■ **Selected passage**
_ _ _ _

Sir Edward Blackett, 2nd Baronet (25 October 1649 – 23 April 1718) was an English landowner and politician who sat in the House of Commons at various times between 1689 and 1701.

==Early life==
Blackett was the eldest surviving son of William Blackett and his wife Elizabeth Kirkley. His father was a merchant of Newcastle and owned extensive property including coal mines. Blackett became a member of the Merchant Adventurers' company of Newcastle-upon-Tyne in 1672. He married an heiress in 1674 and at some time after he acquired the estate of Newby Park at Ripon, Yorkshire.

==Career==
He was a J.P. for Northumberland and the North Riding of Yorkshire from 1677 and J.P, for Ripon from 1679. From 1679 to 1680, he was High Sheriff of Northumberland which was during the Popish Plot and he was active in levying fines on recusants. However he was probably an opponent of exclusion, because he stayed on the commissions of the peace in 1680. He succeeded to the baronetcy on the death of his father in 1680. In 1684 he became a member of the Hostmen of Newcastle-upon-Tyne. As a J.P. in the North Riding he responded to the questions on the Test Act and Penal Laws in February 1688 but he was removed from the commission of peace later in the year 1688. He became freeman of Ripon in September 1688 and was re-appointed J.P. for Northumberland and the North Riding in 1689. He also became commissioner for assessment for Yorkshire West and North Riding and Northumberland.

_ _ _ _

Collected data entries:

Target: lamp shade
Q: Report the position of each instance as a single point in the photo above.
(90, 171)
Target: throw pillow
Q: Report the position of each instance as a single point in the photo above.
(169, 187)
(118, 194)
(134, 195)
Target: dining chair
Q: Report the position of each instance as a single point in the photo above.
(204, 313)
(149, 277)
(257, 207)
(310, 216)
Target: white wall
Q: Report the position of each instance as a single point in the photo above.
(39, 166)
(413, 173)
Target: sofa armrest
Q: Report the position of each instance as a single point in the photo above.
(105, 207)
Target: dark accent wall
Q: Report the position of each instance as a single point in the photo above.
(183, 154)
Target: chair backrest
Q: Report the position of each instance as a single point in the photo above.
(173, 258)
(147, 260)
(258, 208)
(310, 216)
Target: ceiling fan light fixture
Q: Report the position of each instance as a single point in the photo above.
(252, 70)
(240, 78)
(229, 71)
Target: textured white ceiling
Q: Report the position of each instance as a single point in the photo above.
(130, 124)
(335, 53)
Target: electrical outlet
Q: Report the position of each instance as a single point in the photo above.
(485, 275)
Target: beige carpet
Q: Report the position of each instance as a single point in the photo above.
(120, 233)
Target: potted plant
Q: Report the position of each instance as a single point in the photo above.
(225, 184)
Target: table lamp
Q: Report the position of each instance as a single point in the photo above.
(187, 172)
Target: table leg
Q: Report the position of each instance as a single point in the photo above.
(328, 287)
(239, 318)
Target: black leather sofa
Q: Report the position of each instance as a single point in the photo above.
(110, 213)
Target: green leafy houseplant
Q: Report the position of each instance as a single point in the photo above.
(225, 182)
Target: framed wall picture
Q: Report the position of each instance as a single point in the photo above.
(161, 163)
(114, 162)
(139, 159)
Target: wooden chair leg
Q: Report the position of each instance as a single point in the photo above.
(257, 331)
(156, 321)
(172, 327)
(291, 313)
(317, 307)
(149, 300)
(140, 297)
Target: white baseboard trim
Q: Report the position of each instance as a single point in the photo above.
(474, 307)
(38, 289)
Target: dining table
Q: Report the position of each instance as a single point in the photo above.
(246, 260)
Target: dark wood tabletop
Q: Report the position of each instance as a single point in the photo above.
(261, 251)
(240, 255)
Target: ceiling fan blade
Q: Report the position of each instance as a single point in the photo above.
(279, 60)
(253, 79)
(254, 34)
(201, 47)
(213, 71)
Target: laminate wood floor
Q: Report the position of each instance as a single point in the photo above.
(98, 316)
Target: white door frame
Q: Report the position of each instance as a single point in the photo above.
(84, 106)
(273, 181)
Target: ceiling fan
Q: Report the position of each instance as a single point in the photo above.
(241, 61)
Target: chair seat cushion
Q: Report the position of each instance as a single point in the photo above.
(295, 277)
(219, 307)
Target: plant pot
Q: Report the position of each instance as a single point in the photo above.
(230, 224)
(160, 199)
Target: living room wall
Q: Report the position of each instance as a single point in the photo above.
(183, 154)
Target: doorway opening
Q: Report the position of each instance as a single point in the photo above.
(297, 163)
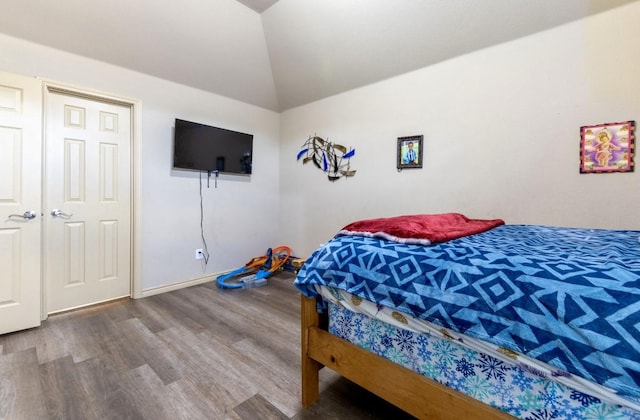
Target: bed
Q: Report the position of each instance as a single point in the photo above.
(451, 317)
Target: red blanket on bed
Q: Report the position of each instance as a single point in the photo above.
(421, 228)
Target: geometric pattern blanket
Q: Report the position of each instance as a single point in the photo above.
(566, 296)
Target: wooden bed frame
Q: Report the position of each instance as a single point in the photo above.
(410, 391)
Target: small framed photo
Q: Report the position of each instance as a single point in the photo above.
(607, 147)
(410, 152)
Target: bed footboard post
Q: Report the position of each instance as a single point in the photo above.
(310, 368)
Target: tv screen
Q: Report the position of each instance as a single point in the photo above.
(206, 148)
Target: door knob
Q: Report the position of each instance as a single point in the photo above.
(60, 213)
(27, 215)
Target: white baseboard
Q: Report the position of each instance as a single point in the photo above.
(175, 286)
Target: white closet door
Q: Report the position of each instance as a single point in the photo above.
(20, 199)
(88, 201)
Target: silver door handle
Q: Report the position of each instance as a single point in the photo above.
(27, 215)
(60, 213)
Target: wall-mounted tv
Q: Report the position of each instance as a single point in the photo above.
(205, 148)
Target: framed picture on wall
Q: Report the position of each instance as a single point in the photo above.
(409, 152)
(607, 147)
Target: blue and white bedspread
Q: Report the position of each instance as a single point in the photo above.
(568, 297)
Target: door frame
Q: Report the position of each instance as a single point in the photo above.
(135, 106)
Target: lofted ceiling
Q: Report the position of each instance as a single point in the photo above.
(281, 54)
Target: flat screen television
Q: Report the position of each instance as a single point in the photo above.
(205, 148)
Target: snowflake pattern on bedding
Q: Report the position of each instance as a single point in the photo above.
(509, 388)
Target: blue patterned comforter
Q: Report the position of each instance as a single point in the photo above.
(569, 297)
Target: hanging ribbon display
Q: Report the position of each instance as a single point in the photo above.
(329, 157)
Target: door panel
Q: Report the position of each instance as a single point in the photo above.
(88, 195)
(20, 192)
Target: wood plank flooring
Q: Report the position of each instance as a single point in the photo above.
(194, 353)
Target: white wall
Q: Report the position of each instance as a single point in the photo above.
(501, 129)
(241, 215)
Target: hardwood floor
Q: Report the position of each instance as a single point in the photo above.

_ _ _ _

■ **Exercises to complete**
(A) According to the Blackett biography, in what year did Blackett become a member of the Hostmen of Newcastle-upon-Tyne?
(B) Write out a section of the Blackett biography word for word, beginning at "Sir Edward Blackett, 2nd" and stopping after "1689 and 1701.".

■ **Answers provided**
(A) 1684

(B)
Sir Edward Blackett, 2nd Baronet (25 October 1649 – 23 April 1718) was an English landowner and politician who sat in the House of Commons at various times between 1689 and 1701.